*EXCERPTED PASSAGE:*
======
Better than Bordeaux? The Napa Valley’s Spottswoode vintages are up there with the best of the best. President Beth Novak tells Spear’s the story of an emerging dynasty. Photography by Thomas Heinser
IF YOU EVER find yourself invited to the White House for dinner, there’s a good chance that the wine you drink will be a Spottswoode Cabernet Sauvignon or Sauvignon Blanc. The 40-acre, family-owned Napa Valley winery just outside the small town of St Helena has long been a favourite of US presidents — especially Bill Clinton and now Barack Obama.
Hanging on the wall of the bustling, high-ceilinged tasting room and wine library office of Beth Novak, whose parents bought the run-down, old, pre-Prohibition wine estate and Victorian-style mansion in 1972, are framed letters from the White House profusely thanking the family for their wine. Sitting alongside is a signed photograph of Ronald Reagan, who proudly served this Californian fine wine to French and Italian presidents. In America, such embossed White House letters are the US equivalent of getting a Royal Warrant.
======
*SUPPLIED MATERIAL:*

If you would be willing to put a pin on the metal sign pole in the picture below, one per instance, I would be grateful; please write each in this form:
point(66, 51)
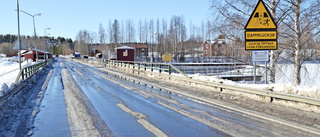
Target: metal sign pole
point(254, 73)
point(266, 73)
point(19, 40)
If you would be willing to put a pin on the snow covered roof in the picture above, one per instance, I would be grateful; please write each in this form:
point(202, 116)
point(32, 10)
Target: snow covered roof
point(125, 47)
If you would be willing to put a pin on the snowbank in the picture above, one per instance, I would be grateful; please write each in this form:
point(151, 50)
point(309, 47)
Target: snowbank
point(307, 91)
point(8, 74)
======
*WHAT TO DO:*
1 – Using the Spottswoode article, explain in one to three sentences why a White House dinner guest has a good chance of drinking Spottswoode wine.
2 – According to the Spottswoode article, in what year did Beth Novak's parents buy the estate?
3 – Please rewrite the Spottswoode article from "Hanging on the" to "a Royal Warrant.", changing "Victorian-style" to "Edwardian-style".

*COMPLETE ANSWERS:*
1 – The family-owned Napa Valley winery has long been a favourite of US presidents, especially Bill Clinton and now Barack Obama. So its Cabernet Sauvignon or Sauvignon Blanc is likely to be served at a White House dinner.

2 – 1972.

3 –
Hanging on the wall of the bustling, high-ceilinged tasting room and wine library office of Beth Novak, whose parents bought the run-down, old, pre-Prohibition wine estate and Edwardian-style mansion in 1972, are framed letters from the White House profusely thanking the family for their wine. Sitting alongside is a signed photograph of Ronald Reagan, who proudly served this Californian fine wine to French and Italian presidents. In America, such embossed White House letters are the US equivalent of getting a Royal Warrant.